* start Records shown *

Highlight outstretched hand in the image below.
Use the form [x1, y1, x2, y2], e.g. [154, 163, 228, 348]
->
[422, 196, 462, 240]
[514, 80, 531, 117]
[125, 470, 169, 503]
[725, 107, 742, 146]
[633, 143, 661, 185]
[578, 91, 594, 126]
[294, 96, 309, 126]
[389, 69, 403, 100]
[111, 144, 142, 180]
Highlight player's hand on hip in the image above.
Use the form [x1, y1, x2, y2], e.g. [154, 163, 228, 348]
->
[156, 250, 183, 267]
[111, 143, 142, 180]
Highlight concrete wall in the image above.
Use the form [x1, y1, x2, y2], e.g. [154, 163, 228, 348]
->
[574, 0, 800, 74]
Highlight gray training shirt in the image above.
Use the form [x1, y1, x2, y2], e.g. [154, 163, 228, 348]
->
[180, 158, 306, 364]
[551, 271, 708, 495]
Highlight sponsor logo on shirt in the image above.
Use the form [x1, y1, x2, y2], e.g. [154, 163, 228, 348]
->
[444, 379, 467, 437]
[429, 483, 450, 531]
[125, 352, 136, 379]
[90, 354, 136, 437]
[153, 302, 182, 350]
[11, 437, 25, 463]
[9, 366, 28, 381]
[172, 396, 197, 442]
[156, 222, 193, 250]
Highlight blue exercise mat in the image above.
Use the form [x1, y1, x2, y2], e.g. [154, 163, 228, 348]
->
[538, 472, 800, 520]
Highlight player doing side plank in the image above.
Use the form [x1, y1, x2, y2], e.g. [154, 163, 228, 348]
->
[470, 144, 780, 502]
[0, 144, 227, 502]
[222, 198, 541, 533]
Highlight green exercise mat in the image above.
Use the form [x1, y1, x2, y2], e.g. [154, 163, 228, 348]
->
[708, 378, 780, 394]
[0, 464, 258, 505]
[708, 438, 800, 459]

* end Records shown *

Set task:
Can you write out the records again from their start through the line with "[222, 198, 541, 533]", that line included, keeping the requests and adding 55 to every coordinate in the answers?

Correct answer:
Highlight outstretched hand in the image below.
Use the form [x1, y1, x2, y2], e.g. [154, 163, 228, 348]
->
[477, 251, 517, 295]
[569, 135, 586, 172]
[180, 525, 224, 558]
[780, 162, 797, 201]
[688, 198, 716, 240]
[633, 146, 649, 181]
[349, 151, 364, 181]
[444, 124, 458, 155]
[166, 199, 197, 235]
Highlight player's hand on hip in the image above.
Use the form [x1, y1, x2, y2], e.g. [154, 163, 228, 348]
->
[211, 305, 238, 322]
[166, 198, 197, 235]
Highlight concrete wall in the image above.
Use the form [x1, y1, x2, y2], e.g. [154, 163, 228, 348]
->
[629, 55, 855, 129]
Highlight gray training shirt in the image above.
Use the form [x1, y1, x2, y2], e.g. [154, 163, 228, 348]
->
[235, 213, 361, 419]
[606, 326, 763, 550]
Highlight sponsor logo on shirt in the image above.
Use the form [x1, y1, x2, y2], e.g. [154, 163, 228, 348]
->
[499, 434, 522, 492]
[484, 538, 505, 586]
[180, 407, 191, 434]
[145, 409, 191, 492]
[208, 357, 237, 405]
[66, 492, 80, 518]
[64, 421, 83, 436]
[227, 451, 252, 497]
[211, 277, 248, 305]
Highlight blue exercise mat in the image above.
Use the form [x1, y1, x2, y2], e.g. [154, 163, 228, 348]
->
[593, 527, 855, 575]
Highlight player doing side plank in the image above.
Use the form [x1, y1, x2, y2], e.g. [154, 163, 228, 348]
->
[525, 199, 835, 557]
[55, 199, 282, 557]
[277, 253, 596, 588]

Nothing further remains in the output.